> [The task]: Print nothing but the lines below starting at the line that holds "In this picture, where can the girl's hand" and ending at the line that holds "In this picture, where can the distant", including both, each exactly as written.

*** Begin section ***

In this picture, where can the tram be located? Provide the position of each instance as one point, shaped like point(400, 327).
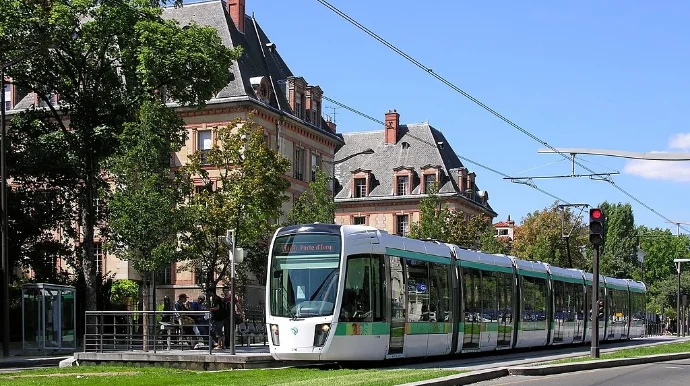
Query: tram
point(353, 292)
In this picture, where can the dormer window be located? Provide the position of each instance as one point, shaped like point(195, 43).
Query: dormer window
point(403, 185)
point(430, 183)
point(298, 105)
point(361, 180)
point(360, 187)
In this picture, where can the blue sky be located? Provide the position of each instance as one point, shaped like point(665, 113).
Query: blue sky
point(594, 74)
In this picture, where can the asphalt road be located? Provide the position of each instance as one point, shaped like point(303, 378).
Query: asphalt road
point(673, 373)
point(516, 358)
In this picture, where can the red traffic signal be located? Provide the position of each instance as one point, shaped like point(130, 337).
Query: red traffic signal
point(596, 226)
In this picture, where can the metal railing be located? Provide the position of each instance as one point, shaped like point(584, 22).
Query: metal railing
point(108, 331)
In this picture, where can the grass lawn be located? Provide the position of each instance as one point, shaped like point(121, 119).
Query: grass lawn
point(670, 348)
point(126, 376)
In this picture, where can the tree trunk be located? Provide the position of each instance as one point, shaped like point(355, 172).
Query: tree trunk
point(145, 317)
point(89, 259)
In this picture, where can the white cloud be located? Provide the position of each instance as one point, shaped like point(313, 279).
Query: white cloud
point(678, 171)
point(680, 141)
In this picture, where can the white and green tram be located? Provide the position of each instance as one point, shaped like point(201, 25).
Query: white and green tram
point(353, 292)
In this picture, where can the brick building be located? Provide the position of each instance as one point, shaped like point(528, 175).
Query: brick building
point(384, 189)
point(287, 107)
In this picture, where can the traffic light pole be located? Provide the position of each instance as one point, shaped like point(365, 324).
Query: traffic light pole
point(595, 304)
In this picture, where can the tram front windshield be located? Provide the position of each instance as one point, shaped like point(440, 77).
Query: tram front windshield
point(304, 275)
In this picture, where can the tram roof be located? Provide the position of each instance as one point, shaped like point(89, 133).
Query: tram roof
point(636, 286)
point(612, 282)
point(565, 274)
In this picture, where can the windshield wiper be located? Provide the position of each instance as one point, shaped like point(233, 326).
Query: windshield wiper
point(287, 304)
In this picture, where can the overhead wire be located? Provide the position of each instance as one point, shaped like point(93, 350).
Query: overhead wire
point(480, 103)
point(530, 183)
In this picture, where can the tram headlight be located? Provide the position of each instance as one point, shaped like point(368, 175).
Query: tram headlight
point(275, 336)
point(321, 334)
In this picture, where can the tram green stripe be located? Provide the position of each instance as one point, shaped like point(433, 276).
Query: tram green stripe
point(616, 286)
point(541, 275)
point(485, 267)
point(377, 328)
point(417, 328)
point(418, 256)
point(568, 279)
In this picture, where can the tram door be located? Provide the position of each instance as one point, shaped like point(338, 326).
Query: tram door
point(398, 303)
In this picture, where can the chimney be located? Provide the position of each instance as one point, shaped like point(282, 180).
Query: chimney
point(391, 130)
point(236, 11)
point(462, 180)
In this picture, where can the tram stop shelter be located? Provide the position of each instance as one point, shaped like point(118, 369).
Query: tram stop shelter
point(48, 317)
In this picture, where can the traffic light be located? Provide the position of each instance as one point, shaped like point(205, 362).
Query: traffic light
point(596, 226)
point(601, 309)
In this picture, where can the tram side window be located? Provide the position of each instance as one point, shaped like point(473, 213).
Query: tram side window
point(417, 290)
point(505, 300)
point(534, 300)
point(489, 296)
point(363, 293)
point(439, 289)
point(472, 290)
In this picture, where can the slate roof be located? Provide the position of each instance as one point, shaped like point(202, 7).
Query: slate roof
point(416, 147)
point(259, 58)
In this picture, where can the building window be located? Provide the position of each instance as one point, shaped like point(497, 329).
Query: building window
point(8, 95)
point(360, 187)
point(429, 183)
point(298, 105)
point(315, 161)
point(403, 183)
point(164, 276)
point(402, 226)
point(299, 164)
point(203, 144)
point(99, 255)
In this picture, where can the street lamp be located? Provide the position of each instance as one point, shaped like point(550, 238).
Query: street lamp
point(333, 163)
point(678, 262)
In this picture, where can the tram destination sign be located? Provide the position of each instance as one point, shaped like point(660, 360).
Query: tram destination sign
point(307, 246)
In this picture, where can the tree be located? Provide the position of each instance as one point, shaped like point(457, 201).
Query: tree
point(144, 214)
point(103, 59)
point(619, 253)
point(245, 193)
point(539, 238)
point(315, 204)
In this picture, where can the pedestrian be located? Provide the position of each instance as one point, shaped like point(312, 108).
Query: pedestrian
point(239, 314)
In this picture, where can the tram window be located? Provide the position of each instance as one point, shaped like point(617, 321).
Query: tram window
point(417, 290)
point(471, 281)
point(489, 296)
point(439, 301)
point(505, 299)
point(362, 295)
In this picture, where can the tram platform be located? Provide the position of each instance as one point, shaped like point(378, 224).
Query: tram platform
point(245, 357)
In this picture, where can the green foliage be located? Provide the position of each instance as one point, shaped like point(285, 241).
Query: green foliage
point(144, 209)
point(618, 257)
point(660, 247)
point(103, 59)
point(451, 226)
point(123, 291)
point(314, 205)
point(539, 237)
point(432, 219)
point(246, 195)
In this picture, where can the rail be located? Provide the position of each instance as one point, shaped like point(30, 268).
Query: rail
point(110, 331)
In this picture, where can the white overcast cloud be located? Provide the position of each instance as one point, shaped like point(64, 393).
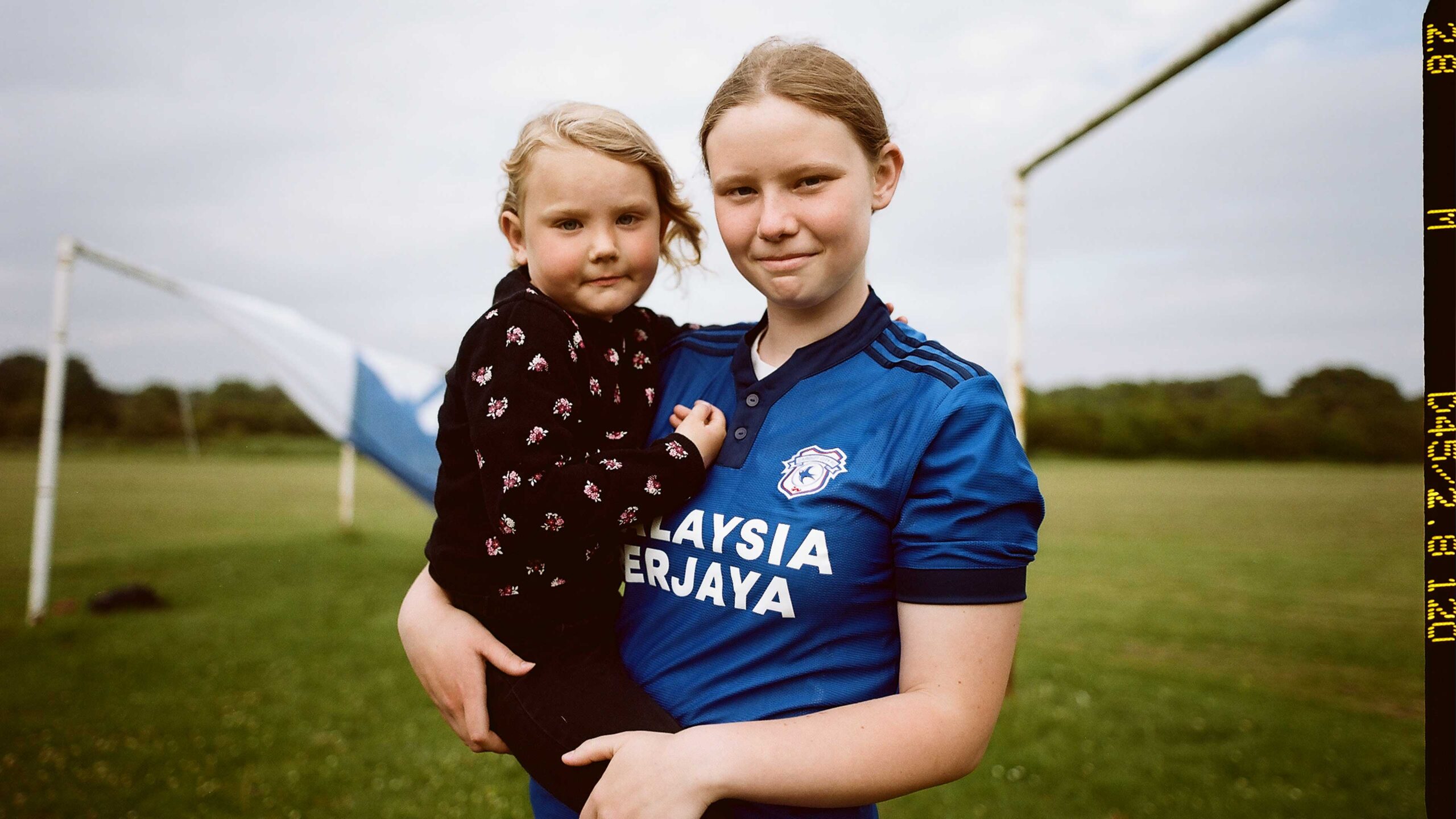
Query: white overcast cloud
point(1254, 214)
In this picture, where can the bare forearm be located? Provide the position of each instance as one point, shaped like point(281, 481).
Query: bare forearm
point(851, 755)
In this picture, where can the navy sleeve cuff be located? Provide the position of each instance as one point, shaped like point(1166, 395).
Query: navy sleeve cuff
point(960, 585)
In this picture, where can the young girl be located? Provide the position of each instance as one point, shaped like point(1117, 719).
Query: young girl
point(872, 489)
point(541, 435)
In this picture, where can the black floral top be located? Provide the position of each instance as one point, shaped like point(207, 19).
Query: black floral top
point(542, 460)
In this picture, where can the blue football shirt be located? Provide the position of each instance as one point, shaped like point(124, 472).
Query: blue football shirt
point(872, 467)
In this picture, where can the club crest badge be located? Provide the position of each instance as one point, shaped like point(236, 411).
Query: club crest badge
point(812, 470)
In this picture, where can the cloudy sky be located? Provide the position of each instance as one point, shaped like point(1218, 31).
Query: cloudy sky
point(1260, 213)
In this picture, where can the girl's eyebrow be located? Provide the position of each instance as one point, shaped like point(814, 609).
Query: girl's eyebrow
point(571, 212)
point(822, 168)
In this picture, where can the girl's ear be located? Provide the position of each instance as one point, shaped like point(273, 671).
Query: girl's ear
point(516, 235)
point(886, 175)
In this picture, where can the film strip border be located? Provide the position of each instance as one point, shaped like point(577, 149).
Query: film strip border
point(1439, 110)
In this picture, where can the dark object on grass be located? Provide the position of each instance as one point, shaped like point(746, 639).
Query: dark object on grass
point(129, 597)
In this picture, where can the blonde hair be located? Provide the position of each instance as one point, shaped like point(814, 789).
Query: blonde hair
point(805, 73)
point(612, 133)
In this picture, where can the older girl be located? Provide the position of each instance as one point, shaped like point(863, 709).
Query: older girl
point(836, 611)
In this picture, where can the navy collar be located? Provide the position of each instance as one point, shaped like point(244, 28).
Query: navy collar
point(755, 397)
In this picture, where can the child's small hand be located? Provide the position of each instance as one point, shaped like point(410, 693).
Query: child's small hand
point(704, 424)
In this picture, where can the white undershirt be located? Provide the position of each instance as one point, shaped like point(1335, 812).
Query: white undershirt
point(760, 371)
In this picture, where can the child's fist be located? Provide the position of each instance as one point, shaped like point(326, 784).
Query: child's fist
point(705, 426)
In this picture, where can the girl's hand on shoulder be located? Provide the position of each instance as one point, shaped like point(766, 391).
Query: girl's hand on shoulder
point(651, 776)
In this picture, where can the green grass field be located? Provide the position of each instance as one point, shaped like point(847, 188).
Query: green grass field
point(1223, 640)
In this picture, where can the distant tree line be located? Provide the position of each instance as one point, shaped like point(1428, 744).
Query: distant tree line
point(152, 413)
point(1331, 414)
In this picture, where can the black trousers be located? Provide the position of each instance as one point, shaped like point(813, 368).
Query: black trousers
point(578, 690)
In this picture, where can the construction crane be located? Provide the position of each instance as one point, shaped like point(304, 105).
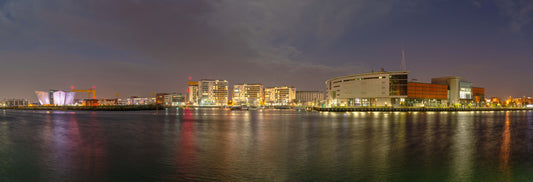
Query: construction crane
point(89, 92)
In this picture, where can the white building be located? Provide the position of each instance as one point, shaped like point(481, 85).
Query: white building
point(368, 89)
point(280, 96)
point(213, 92)
point(458, 88)
point(55, 97)
point(248, 94)
point(309, 98)
point(192, 93)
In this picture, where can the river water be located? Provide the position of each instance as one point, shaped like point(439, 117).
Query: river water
point(269, 145)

*** End section ***

> [Answer for the task]:
In this picture, where can the girl's hand on shoulder be located? Provide the position of each instance as one point, shaped like point(766, 391).
Query: girl's hand on shoulder
point(651, 776)
In this picture, where can the green grass field be located? Provide the position of each instance as one point, shaped like point(847, 188).
Query: green grass field
point(1223, 640)
In this picture, where can the distant tree line be located? Provide the position of each instance as one point, shaped like point(1428, 744).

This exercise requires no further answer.